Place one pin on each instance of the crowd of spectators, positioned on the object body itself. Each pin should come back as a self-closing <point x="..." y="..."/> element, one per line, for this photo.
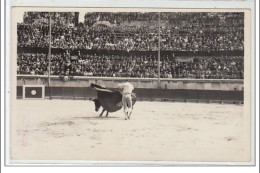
<point x="178" y="32"/>
<point x="135" y="66"/>
<point x="60" y="18"/>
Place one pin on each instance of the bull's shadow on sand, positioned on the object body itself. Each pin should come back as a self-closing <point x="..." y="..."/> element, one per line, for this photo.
<point x="98" y="118"/>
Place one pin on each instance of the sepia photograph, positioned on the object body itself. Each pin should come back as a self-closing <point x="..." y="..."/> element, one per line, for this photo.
<point x="130" y="84"/>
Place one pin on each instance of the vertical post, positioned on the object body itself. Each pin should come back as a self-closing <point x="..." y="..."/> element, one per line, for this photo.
<point x="49" y="56"/>
<point x="159" y="48"/>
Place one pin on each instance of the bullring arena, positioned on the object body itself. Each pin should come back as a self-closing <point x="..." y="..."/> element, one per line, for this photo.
<point x="72" y="130"/>
<point x="68" y="128"/>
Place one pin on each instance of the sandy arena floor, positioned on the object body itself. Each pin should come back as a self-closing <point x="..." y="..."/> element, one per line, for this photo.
<point x="72" y="130"/>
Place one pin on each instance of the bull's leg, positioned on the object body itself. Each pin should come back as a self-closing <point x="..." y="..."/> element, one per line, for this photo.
<point x="102" y="112"/>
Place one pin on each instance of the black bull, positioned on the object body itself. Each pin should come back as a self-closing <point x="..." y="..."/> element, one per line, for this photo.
<point x="110" y="100"/>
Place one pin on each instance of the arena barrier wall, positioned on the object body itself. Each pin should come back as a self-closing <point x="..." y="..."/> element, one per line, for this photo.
<point x="198" y="90"/>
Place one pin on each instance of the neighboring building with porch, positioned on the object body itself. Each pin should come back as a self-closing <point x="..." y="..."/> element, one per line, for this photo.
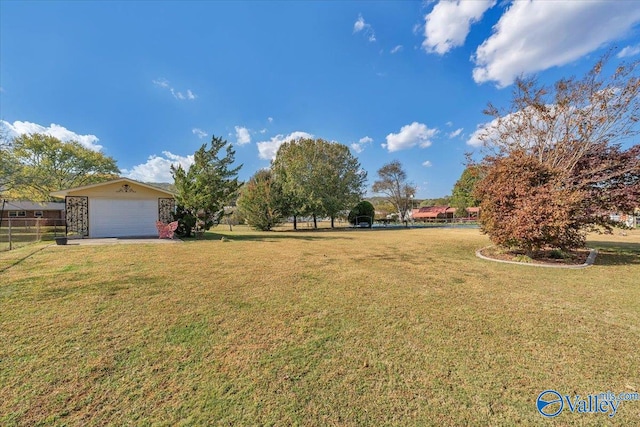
<point x="433" y="213"/>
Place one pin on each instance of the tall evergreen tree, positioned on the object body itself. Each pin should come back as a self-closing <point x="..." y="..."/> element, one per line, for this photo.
<point x="208" y="185"/>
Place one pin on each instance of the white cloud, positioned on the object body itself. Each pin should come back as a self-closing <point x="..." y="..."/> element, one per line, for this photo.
<point x="359" y="24"/>
<point x="359" y="146"/>
<point x="629" y="51"/>
<point x="367" y="29"/>
<point x="63" y="134"/>
<point x="242" y="135"/>
<point x="267" y="149"/>
<point x="164" y="84"/>
<point x="455" y="133"/>
<point x="199" y="133"/>
<point x="447" y="26"/>
<point x="536" y="35"/>
<point x="158" y="168"/>
<point x="410" y="136"/>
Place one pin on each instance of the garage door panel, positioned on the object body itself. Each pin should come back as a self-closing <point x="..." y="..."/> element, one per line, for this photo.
<point x="121" y="218"/>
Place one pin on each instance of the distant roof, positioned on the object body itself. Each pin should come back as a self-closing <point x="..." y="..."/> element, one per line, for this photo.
<point x="32" y="206"/>
<point x="432" y="211"/>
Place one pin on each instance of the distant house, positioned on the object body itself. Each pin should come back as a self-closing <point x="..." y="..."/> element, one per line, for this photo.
<point x="47" y="213"/>
<point x="473" y="212"/>
<point x="433" y="213"/>
<point x="118" y="208"/>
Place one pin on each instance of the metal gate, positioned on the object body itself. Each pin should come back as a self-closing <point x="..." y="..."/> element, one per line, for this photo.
<point x="166" y="209"/>
<point x="77" y="215"/>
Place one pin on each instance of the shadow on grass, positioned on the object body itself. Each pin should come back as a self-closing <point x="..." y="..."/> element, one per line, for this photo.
<point x="19" y="260"/>
<point x="616" y="253"/>
<point x="270" y="236"/>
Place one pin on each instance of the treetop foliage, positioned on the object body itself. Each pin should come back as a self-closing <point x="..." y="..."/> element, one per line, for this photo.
<point x="318" y="177"/>
<point x="555" y="167"/>
<point x="38" y="164"/>
<point x="210" y="182"/>
<point x="392" y="182"/>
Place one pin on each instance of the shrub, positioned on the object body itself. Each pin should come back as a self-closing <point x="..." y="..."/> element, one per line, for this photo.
<point x="362" y="212"/>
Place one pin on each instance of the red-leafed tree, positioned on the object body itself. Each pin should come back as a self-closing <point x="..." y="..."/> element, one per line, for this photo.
<point x="555" y="165"/>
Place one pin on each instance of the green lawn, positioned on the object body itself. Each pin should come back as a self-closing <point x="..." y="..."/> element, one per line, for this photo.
<point x="351" y="327"/>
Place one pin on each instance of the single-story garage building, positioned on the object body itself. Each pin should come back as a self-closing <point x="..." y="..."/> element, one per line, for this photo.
<point x="118" y="208"/>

Task objective:
Exact copy, no pictures: please print every record above as written.

Completed exercise:
Place one pin on each instance of the crowd of spectators, positioned on the object body itself. Each pin should come back as a self-closing <point x="..." y="..."/> element, one per line, for this photo.
<point x="178" y="32"/>
<point x="135" y="66"/>
<point x="60" y="18"/>
Place one pin on each instance of the bull's shadow on sand, positioned on the object body itself. Each pin should come back as a self-closing <point x="..." y="..."/> element, one per line, for this photo.
<point x="98" y="118"/>
Place one pin on each instance of the sepia photograph, positioned on the object body itself. Each pin should come back as a self-closing <point x="..." y="..."/> element, one per line, for this photo.
<point x="130" y="84"/>
Place one pin on each instance of the vertical post, positioned on the object body itself. Each pin should come back as a self-closing <point x="..." y="..."/> element, one per line, for this photo.
<point x="49" y="56"/>
<point x="159" y="48"/>
Place one pin on each instance of the bullring arena, positioned on the object body itself. Each pin should come back as a self-closing <point x="..." y="..."/> element, one per line, for this photo.
<point x="72" y="130"/>
<point x="68" y="128"/>
Place one pin on each instance of the sandy arena floor, positioned on the object body itself. Each pin should come back as a self-closing <point x="..." y="..."/> element, one per line, for this photo.
<point x="72" y="130"/>
Place one pin on each instance of the bull's leg, positioned on the object body itself. Each pin should come back as a self-closing <point x="..." y="..."/> element, one per line, for this photo.
<point x="102" y="112"/>
Place one pin on each instance of the black bull, positioned on the object body itself. Each pin should come back as a self-closing <point x="..." y="..."/> element, one per line, for this photo.
<point x="110" y="100"/>
Place one pin on each instance of the arena barrier wall, positioned on the object body itself. Each pin should come back as a self-closing <point x="..." y="..."/> element, one per line, for this photo.
<point x="198" y="90"/>
Place one pin on each instance of the neighboring building with porch, positioned on the object body itself. Each pin should come back as a self-closing <point x="..." y="..."/> element, one per line, for this photo.
<point x="433" y="213"/>
Place one pin on each instance of the tall evergreen tree, positioned on the object body itself. Each pin should come back as a self-closing <point x="..." y="..."/> element, one per line, for this photo.
<point x="208" y="185"/>
Place one pin on each instance of the white cloud, positioned on the object body itself. Each pin should come back as a self-closing <point x="..." y="..."/> element, one per line, for this photo.
<point x="359" y="24"/>
<point x="359" y="146"/>
<point x="629" y="51"/>
<point x="367" y="29"/>
<point x="63" y="134"/>
<point x="242" y="135"/>
<point x="267" y="149"/>
<point x="164" y="84"/>
<point x="455" y="133"/>
<point x="199" y="133"/>
<point x="447" y="26"/>
<point x="536" y="35"/>
<point x="158" y="168"/>
<point x="410" y="136"/>
Place one pin on each instance of the garage door panel, positioned on the object body itself. Each pin should come back as a self-closing <point x="..." y="..."/> element, one per line, for this photo.
<point x="121" y="218"/>
Place one pin on each instance of the distant roof, positioned on the object body itself. Each pin should come back as a self-closing <point x="..." y="..."/> element, one per line, for this photo.
<point x="32" y="206"/>
<point x="432" y="211"/>
Place one pin on each instance of the distant house, positioned on the object body itself. Each pin should come back as a self-closing <point x="..." y="..."/> element, one per line, for this photo.
<point x="47" y="213"/>
<point x="473" y="212"/>
<point x="433" y="213"/>
<point x="118" y="208"/>
Place one pin on each instance of the metal gate, positioned on the object body itself. Each pin should come back as a self-closing <point x="..." y="..."/> element, one per line, for this photo.
<point x="166" y="209"/>
<point x="77" y="215"/>
Place one pin on each instance of the shadow on grass, positioned on the object body itself. Each pin should come back as a self-closing <point x="..." y="..."/> element, one per line, for this photo.
<point x="19" y="260"/>
<point x="616" y="253"/>
<point x="270" y="236"/>
Place one pin on each instance of the treetop foliage, positioned on the object body itself. Each pin should come back as a self-closing <point x="..." y="..."/> element, one per line, for this photo.
<point x="318" y="177"/>
<point x="555" y="167"/>
<point x="38" y="164"/>
<point x="210" y="182"/>
<point x="392" y="182"/>
Place one pin on each instance of the shrub, positioned on the object body itself. Each pin should come back as a self-closing <point x="..." y="..."/> element, one per line, for this photo.
<point x="362" y="212"/>
Place one pin on each instance of the red-leafed tree, positioned on the object body itself. Each pin should come back as a self-closing <point x="..." y="..."/> element, one per line, for this photo.
<point x="555" y="165"/>
Place one pin on each instance of the green lawn, positioned on the object body itself. Each pin should come back as a self-closing <point x="..." y="..."/> element, one per line, for this photo.
<point x="351" y="327"/>
Place one pin on each instance of the single-story garage building, positioned on the object body itself. Each pin should come back as a self-closing <point x="..." y="..."/> element, one per line, for this photo.
<point x="118" y="208"/>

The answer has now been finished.